*Problem to work on*
Please continue the article below on the U.S. Global Jets ETF and airline economics, picking up right after its last sentence.

*Excerpt to read*
= Beginning of Section =

The U.S. Global Jets ETF (NYSEARCA:JETS) captures exposure to the global airline industry without picking individual carriers. The fund’s 13.9% gain over the past year signals recovery momentum after pandemic devastation, though the 0.60% expense ratio means investors pay a premium for this specialized exposure compared to broad market funds. With $797.6 million in assets, the portfolio spans traditional carriers, aerospace manufacturers, and travel platforms.
The ETF has gained momentum recently, climbing 4.7% over the past month as travel demand strengthens heading into 2026. This short-term strength stands in contrast to the fund’s longer-term underperformance versus the S&P 500, a gap that reflects the structural damage COVID-19 inflicted on airline economics. The minimal 0.25% dividend yield underscores that this remains a pure recovery play rather than an income investment.
Fuel Costs Will Drive Industry Margins
Jet fuel economics are shifting in airlines’ favor for 2026. The International Air Transport Association projects fuel prices will decline from $90 to $88 per barrel, and while a 2.4% decrease sounds modest, it translates to meaningful margin expansion when fuel represents up to 30% of operating costs for most carriers.
IATA projects the global airline industry will achieve a 3.9% net profit margin in 2026. Even small movements in fuel costs can swing margins dramatically. When oil prices drop below $60 per barrel, the economics of route planning fundamentally change as breakeven load factors for narrowbody aircraft can fall from above 80% to the high-60% range.

= End of Section =

[Region pointing data]
= Beginning of Section =

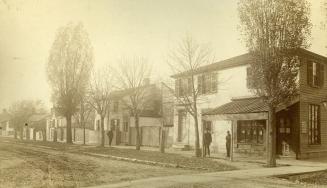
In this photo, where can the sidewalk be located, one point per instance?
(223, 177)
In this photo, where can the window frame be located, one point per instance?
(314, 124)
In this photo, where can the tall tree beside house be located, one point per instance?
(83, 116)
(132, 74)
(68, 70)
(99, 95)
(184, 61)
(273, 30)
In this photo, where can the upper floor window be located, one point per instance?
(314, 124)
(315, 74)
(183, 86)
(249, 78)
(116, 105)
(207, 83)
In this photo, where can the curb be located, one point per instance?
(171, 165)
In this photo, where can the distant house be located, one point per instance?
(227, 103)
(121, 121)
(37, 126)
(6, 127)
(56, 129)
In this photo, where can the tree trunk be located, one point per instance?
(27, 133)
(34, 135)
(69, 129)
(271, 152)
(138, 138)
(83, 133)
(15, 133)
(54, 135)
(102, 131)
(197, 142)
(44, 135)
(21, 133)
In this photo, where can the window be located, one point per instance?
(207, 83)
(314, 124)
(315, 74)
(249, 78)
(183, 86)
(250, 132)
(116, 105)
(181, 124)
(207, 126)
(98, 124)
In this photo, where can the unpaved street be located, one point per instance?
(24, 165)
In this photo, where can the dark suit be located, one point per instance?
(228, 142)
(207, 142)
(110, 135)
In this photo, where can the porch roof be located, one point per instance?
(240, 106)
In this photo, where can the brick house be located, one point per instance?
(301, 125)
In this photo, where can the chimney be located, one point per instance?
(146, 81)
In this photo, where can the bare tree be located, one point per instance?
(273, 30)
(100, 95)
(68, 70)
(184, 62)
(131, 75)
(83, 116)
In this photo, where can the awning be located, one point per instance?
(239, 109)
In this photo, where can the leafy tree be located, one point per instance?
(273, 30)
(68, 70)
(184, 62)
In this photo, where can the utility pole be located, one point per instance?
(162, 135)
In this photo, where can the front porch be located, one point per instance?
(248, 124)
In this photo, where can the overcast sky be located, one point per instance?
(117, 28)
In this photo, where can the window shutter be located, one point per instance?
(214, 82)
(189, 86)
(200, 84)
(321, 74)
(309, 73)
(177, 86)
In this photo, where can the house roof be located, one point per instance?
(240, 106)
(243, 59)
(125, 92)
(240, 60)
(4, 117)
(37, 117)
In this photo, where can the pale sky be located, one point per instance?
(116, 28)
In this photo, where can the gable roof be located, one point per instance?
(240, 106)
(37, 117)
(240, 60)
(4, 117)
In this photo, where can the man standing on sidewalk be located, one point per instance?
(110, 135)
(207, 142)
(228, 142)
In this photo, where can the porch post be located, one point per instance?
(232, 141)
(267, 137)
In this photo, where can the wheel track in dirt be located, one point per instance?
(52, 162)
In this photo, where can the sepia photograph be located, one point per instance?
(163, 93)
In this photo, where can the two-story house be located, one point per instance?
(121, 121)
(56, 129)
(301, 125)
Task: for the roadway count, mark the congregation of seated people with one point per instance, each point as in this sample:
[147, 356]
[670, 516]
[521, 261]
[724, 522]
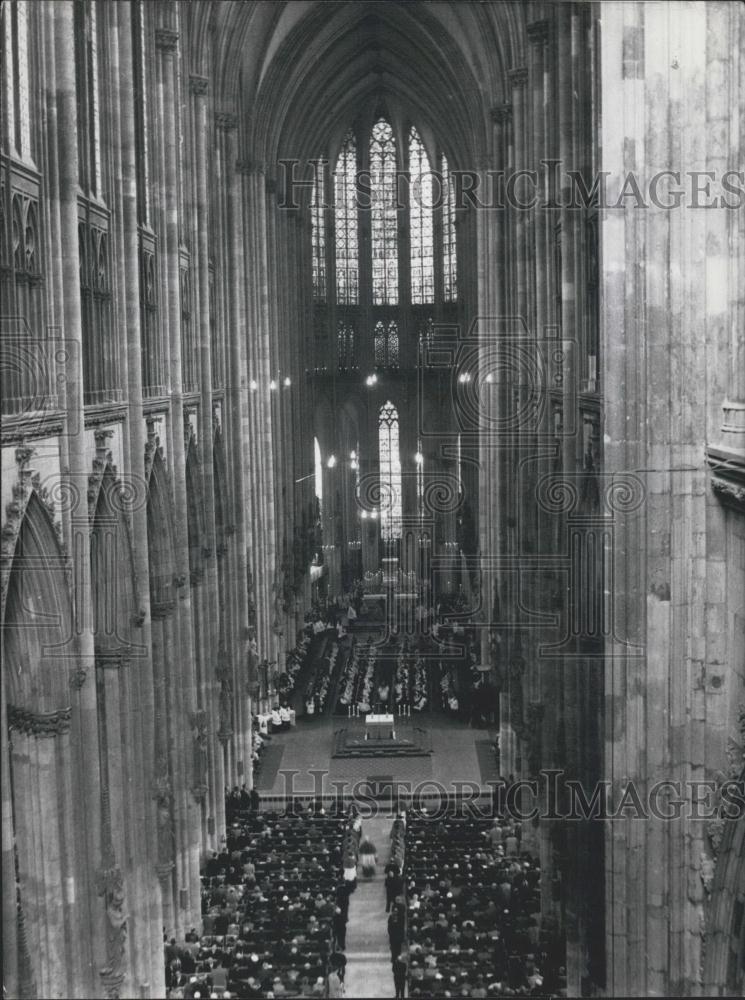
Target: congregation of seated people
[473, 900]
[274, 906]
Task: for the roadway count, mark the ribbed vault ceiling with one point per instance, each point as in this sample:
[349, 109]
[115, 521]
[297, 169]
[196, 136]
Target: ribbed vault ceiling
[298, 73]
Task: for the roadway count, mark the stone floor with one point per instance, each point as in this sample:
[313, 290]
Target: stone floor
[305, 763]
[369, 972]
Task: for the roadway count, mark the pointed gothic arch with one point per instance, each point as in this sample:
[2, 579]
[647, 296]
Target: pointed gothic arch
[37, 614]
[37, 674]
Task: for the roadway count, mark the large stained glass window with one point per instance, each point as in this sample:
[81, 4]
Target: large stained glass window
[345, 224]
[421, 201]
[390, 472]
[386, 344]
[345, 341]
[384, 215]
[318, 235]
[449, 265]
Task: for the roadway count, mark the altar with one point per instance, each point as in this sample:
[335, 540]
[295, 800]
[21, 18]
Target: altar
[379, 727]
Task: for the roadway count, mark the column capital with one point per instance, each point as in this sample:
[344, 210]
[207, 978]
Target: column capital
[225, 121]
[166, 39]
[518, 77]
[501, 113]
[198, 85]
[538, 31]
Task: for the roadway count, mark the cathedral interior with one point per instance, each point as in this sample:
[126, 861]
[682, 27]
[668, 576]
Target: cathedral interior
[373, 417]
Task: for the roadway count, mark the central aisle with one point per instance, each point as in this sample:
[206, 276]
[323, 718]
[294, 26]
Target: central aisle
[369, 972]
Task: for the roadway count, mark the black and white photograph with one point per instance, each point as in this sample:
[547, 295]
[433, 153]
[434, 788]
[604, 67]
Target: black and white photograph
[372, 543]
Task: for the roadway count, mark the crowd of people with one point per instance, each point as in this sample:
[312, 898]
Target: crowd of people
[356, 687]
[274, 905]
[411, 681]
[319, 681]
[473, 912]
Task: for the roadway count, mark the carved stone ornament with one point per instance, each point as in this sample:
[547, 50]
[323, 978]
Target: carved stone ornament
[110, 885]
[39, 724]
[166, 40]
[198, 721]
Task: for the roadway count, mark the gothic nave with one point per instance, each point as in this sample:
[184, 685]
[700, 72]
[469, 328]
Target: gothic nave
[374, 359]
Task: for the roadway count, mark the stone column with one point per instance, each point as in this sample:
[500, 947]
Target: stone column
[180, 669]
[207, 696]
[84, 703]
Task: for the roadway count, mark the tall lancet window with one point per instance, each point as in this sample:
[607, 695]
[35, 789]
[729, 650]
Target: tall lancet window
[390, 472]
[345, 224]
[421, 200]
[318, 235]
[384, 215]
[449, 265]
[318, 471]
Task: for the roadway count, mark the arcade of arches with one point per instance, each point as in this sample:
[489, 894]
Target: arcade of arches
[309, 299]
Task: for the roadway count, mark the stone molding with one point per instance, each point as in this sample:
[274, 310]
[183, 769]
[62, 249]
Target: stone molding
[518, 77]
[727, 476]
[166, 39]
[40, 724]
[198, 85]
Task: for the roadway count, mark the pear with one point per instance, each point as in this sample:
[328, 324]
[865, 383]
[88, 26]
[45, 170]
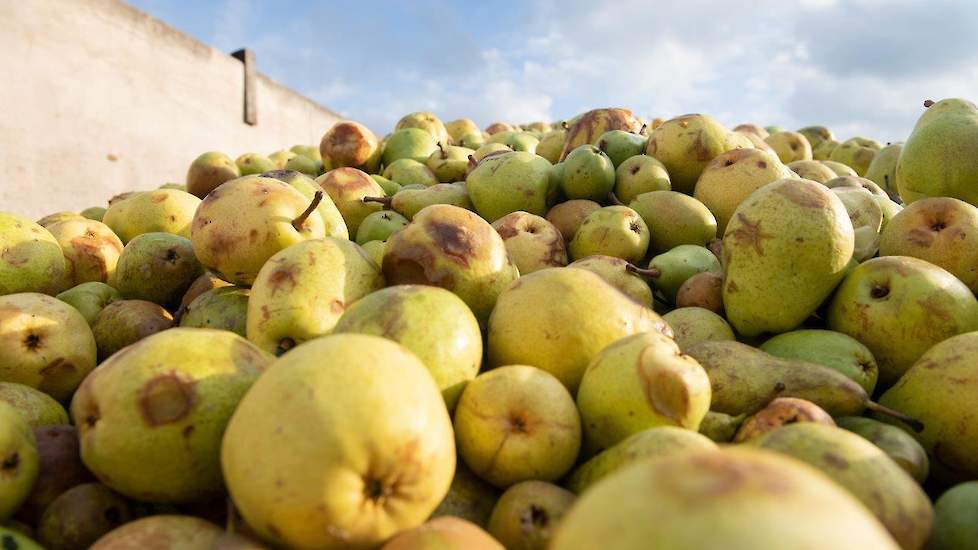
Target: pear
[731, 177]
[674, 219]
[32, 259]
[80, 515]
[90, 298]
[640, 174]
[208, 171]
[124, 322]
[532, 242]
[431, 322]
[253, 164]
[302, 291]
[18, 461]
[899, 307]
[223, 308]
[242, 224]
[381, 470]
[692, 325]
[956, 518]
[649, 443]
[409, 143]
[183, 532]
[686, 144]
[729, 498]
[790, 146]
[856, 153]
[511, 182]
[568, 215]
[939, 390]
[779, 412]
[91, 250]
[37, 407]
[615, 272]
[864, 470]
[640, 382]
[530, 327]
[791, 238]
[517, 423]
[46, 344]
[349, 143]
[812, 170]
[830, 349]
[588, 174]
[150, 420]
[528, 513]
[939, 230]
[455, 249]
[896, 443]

= End of Section =

*Result for this exercise*
Monitor weekly Energy Information Administration petroleum status reports and monthly IATA fuel price updates. Watch the crack spread, the difference between crude oil and refined jet fuel prices, which is projected at $26 per barrel for 2026. A widening spread would pressure airlines despite stable crude prices.
Big Four Concentration Creates Earnings Volatility
The fund’s structure creates significant single-stock risk through its heavy weighting in U.S. carriers. United Airlines (NASDAQ:UAL | UAL Price Prediction) leads at 11.3%, followed closely by Southwest Airlines (NYSE:LUV), Delta Air Lines (NYSE:DAL), and American Airlines (NASDAQ:AAL), each holding between 10.6% and 10.8%. Together, these four stocks account for 43.3% of the portfolio, meaning any earnings disappointment from a major carrier will ripple through the entire ETF.

American Airlines reports earnings on January 22. With analysts expecting $0.41 per share and the stock trading at 18x earnings with only 1.1% profit margins, any disappointment could ripple through the ETF.
American’s fundamentals lag peers like Delta, which posted 7.4% profit margins and 10.2% earnings growth last quarter compared to American’s flat growth. Check the issuer’s monthly fact sheet at usglobaletfs.com and quarterly holdings updates to monitor any rebalancing.
Retail Investors Debate Travel Demand
Reddit discussions on r/investing show mixed sentiment on airline recovery prospects. One user wrote:
“Business travel still hasn’t recovered to pre-pandemic levels and I’m not convinced it ever will with remote work becoming permanent at so many companies.”
This skepticism reflects broader concerns about whether corporate travel demand will return to 2019 levels, which matters because business travelers historically generated disproportionate revenue for carriers.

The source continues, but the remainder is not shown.